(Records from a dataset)
= = = = = = =

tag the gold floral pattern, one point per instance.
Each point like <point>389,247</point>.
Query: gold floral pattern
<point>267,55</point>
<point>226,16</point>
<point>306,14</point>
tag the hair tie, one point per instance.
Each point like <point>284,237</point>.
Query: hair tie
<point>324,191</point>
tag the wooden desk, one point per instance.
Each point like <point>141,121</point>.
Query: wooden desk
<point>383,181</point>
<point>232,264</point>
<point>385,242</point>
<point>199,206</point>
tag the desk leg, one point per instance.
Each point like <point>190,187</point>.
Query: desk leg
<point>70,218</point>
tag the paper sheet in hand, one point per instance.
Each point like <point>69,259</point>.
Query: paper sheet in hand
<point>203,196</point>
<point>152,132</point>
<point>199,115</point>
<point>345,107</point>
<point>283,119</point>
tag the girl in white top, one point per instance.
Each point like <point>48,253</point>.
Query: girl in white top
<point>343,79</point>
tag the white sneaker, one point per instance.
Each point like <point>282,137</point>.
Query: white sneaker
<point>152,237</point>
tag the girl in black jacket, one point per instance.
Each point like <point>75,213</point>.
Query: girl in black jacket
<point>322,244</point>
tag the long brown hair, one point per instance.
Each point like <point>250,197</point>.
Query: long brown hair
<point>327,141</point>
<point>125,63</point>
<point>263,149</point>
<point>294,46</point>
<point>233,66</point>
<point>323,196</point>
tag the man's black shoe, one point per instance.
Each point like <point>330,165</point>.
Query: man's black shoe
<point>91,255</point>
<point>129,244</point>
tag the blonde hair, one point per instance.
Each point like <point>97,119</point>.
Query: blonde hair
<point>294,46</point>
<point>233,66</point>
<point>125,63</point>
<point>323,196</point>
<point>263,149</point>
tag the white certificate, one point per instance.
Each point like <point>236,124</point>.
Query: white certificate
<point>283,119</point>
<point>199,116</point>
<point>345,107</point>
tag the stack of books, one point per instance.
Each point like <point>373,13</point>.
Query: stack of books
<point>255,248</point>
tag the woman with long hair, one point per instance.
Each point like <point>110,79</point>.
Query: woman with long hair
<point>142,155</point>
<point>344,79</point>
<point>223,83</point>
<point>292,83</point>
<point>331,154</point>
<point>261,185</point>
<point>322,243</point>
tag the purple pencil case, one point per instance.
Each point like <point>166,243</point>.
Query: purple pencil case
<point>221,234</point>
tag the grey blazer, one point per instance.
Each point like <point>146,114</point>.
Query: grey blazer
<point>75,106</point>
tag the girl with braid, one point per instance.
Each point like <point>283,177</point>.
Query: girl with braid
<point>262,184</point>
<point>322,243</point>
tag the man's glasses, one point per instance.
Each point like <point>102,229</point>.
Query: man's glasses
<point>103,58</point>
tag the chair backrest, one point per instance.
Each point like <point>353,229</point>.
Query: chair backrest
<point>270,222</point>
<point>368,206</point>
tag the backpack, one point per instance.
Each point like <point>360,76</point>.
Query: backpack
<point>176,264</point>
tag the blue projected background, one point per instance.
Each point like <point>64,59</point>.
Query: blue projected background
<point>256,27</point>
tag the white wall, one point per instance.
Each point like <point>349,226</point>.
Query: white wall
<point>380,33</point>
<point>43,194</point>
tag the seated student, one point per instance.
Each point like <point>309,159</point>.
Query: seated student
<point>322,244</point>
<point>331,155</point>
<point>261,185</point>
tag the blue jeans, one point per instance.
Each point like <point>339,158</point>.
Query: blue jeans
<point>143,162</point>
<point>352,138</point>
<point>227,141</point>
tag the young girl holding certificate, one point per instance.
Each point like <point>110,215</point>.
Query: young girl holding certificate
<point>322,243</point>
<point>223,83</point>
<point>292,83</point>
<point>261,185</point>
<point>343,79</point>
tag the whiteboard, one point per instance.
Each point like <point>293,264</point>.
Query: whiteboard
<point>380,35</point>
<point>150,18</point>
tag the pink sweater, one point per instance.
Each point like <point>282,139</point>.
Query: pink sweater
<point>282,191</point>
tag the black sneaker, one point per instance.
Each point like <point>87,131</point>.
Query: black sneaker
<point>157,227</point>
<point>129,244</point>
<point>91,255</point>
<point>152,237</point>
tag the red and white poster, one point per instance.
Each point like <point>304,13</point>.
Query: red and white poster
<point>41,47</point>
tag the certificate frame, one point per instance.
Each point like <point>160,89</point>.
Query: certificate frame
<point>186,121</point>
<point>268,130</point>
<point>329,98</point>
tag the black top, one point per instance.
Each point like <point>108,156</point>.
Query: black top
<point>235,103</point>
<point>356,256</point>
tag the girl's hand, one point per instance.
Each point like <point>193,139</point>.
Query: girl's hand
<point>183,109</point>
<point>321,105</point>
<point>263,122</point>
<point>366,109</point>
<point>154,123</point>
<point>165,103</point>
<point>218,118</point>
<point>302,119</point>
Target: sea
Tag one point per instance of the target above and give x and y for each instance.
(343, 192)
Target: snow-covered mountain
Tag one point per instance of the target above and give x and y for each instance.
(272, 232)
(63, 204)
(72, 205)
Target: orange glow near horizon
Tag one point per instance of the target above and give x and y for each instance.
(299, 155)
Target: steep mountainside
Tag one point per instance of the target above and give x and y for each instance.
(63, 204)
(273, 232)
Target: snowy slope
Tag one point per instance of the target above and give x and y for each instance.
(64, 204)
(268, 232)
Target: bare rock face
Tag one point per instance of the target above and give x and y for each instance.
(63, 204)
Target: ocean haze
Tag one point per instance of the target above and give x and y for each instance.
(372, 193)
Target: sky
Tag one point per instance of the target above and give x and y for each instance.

= = = = = = =

Write down again, exactly as given, only the lines above that fall from the line with "tag the pink sweater, one point per instance." to the line with "Each point like <point>193,139</point>.", inclusive.

▶ **Result of the exercise**:
tag the pink sweater, one point per instance.
Each point like <point>282,139</point>.
Query: pink sweater
<point>282,191</point>
tag the black sneaker, one point per instance.
Each point like <point>87,131</point>.
Query: black sneaker
<point>157,227</point>
<point>129,244</point>
<point>91,255</point>
<point>152,237</point>
tag the red and white poster, one point per instance.
Each point like <point>304,13</point>.
Query: red and white poster
<point>41,47</point>
tag the certificate frame, one point per instance.
Each point like <point>160,89</point>.
Query: certificate frame
<point>186,121</point>
<point>268,130</point>
<point>329,98</point>
tag the black top, one point per instance.
Each point like <point>108,156</point>.
Query: black top
<point>235,103</point>
<point>356,256</point>
tag the girl's hand, one point per instance.
Each point like <point>193,139</point>.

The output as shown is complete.